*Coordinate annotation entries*
+--
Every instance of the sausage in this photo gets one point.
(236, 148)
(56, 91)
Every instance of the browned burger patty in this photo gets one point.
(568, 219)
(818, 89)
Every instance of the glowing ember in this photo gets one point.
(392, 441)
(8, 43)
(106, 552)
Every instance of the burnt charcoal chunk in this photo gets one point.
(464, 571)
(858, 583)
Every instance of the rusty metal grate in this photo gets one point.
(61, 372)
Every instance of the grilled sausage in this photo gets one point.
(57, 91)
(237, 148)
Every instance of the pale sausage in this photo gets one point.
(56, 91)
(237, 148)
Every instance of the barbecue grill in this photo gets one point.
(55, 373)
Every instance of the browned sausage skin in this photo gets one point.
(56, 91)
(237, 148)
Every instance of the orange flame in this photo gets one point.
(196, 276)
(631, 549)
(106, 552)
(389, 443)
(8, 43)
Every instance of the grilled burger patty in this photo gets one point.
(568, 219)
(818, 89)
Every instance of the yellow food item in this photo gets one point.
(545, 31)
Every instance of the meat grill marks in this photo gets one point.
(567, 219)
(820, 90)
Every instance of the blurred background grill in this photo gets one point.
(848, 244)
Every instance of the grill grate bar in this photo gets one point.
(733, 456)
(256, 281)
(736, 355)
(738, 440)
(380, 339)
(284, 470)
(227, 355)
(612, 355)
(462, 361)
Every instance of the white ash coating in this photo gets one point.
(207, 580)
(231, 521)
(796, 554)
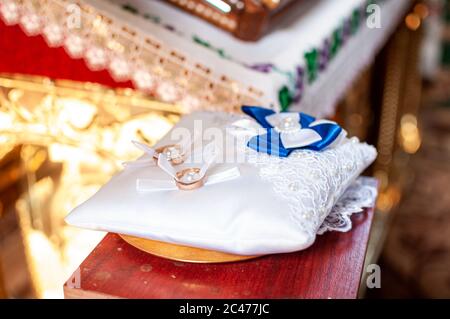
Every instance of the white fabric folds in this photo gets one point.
(273, 205)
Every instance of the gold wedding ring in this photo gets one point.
(189, 179)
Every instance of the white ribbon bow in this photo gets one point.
(292, 134)
(193, 177)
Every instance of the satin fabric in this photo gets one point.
(243, 216)
(272, 144)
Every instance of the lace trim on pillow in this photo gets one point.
(361, 194)
(312, 182)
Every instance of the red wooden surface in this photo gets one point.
(331, 268)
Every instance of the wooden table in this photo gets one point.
(331, 268)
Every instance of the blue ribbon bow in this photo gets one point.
(296, 130)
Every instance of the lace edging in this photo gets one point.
(361, 194)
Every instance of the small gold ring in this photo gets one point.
(175, 161)
(188, 186)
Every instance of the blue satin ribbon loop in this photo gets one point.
(271, 143)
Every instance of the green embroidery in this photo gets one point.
(285, 98)
(336, 42)
(312, 64)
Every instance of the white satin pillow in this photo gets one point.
(276, 205)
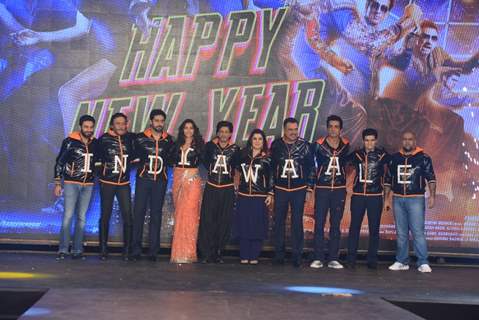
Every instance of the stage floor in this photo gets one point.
(113, 289)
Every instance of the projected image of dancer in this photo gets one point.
(306, 50)
(25, 27)
(187, 188)
(407, 98)
(219, 159)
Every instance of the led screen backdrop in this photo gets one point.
(251, 62)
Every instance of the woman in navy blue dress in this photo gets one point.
(254, 195)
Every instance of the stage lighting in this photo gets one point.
(325, 290)
(21, 275)
(35, 312)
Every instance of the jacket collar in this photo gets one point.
(216, 141)
(149, 133)
(416, 151)
(77, 136)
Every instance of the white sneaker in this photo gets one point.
(316, 264)
(424, 268)
(335, 265)
(398, 266)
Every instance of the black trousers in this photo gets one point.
(282, 200)
(152, 192)
(215, 220)
(332, 201)
(123, 195)
(373, 205)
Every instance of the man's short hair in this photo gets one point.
(289, 120)
(222, 124)
(157, 112)
(118, 115)
(334, 117)
(86, 117)
(370, 132)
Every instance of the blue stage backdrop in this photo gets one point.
(253, 62)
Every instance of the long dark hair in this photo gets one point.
(197, 138)
(249, 144)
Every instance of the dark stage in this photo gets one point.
(114, 289)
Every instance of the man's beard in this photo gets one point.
(158, 129)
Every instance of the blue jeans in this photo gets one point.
(77, 200)
(409, 215)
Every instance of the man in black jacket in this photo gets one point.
(292, 161)
(153, 147)
(220, 156)
(329, 180)
(409, 171)
(369, 163)
(74, 165)
(116, 152)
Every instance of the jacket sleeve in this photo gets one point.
(61, 161)
(206, 156)
(269, 177)
(388, 174)
(429, 169)
(312, 172)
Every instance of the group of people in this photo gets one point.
(284, 176)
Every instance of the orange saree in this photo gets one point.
(186, 198)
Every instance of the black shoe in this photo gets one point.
(78, 256)
(297, 263)
(60, 256)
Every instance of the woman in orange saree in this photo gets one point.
(187, 192)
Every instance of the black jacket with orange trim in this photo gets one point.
(255, 174)
(330, 170)
(75, 162)
(291, 164)
(153, 155)
(370, 171)
(116, 154)
(407, 175)
(220, 163)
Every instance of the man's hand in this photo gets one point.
(57, 191)
(430, 202)
(26, 37)
(414, 12)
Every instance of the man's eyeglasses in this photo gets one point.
(430, 37)
(377, 6)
+--
*AIM*
Reproduce the listing above exactly from the line containing "Every instance of the led" through its last line, with both of those lines included.

*COMPLETED TASK*
Every instance of the led screen backdrop in this photo gets one point.
(251, 62)
Every instance of the woman in navy blue dress in this photo gets one point.
(254, 195)
Every instance of the stage lighting in this photo gets one point.
(325, 290)
(21, 275)
(35, 312)
Every instance of the jacket collar in this photo gets one point.
(216, 141)
(149, 133)
(416, 151)
(77, 136)
Every instance of the white sneaker in this photo gets one point.
(316, 264)
(424, 268)
(335, 265)
(398, 266)
Every instance of the black trousers in this photo gets one point.
(282, 200)
(152, 192)
(215, 220)
(332, 201)
(123, 195)
(373, 205)
Every instance of the man's short hair in this photo gets one point.
(289, 120)
(222, 124)
(157, 112)
(118, 115)
(334, 117)
(86, 117)
(370, 132)
Every instance of the blue stage backdrop in this photo gets one point.
(253, 62)
Every instance of the long dark hair in this photo gets one point.
(197, 138)
(249, 144)
Every instance of the dark stage in this photo gets one point.
(114, 289)
Every instance of the man's beard in this photo gets one point.
(158, 129)
Every instance of the blue jeans in this photo gets one point.
(77, 200)
(409, 215)
Every instance of the man in black jacket in this photo gets one point.
(292, 161)
(153, 147)
(220, 156)
(329, 180)
(409, 171)
(369, 163)
(74, 165)
(116, 152)
Every instance of the jacket sleeve in this photo gets one point.
(61, 161)
(206, 156)
(269, 177)
(388, 174)
(429, 169)
(312, 172)
Every instance of the group of people in this photo gets one point.
(284, 176)
Every instance of the orange saree in this photo gets one point.
(186, 198)
Every instance of the black shoe in this photo gets one point.
(78, 256)
(297, 263)
(60, 256)
Every instance of the woman in orange saree in this photo gets one point.
(187, 192)
Every instance of the black jacket with orange trim in this photo gets one point.
(255, 174)
(330, 170)
(75, 162)
(291, 164)
(153, 155)
(370, 171)
(116, 154)
(407, 175)
(220, 163)
Every instance of the man's hand in this photo gets one point.
(57, 191)
(430, 202)
(26, 37)
(414, 12)
Every instance of the man's eyeglasses in this photo gets one point.
(430, 37)
(377, 6)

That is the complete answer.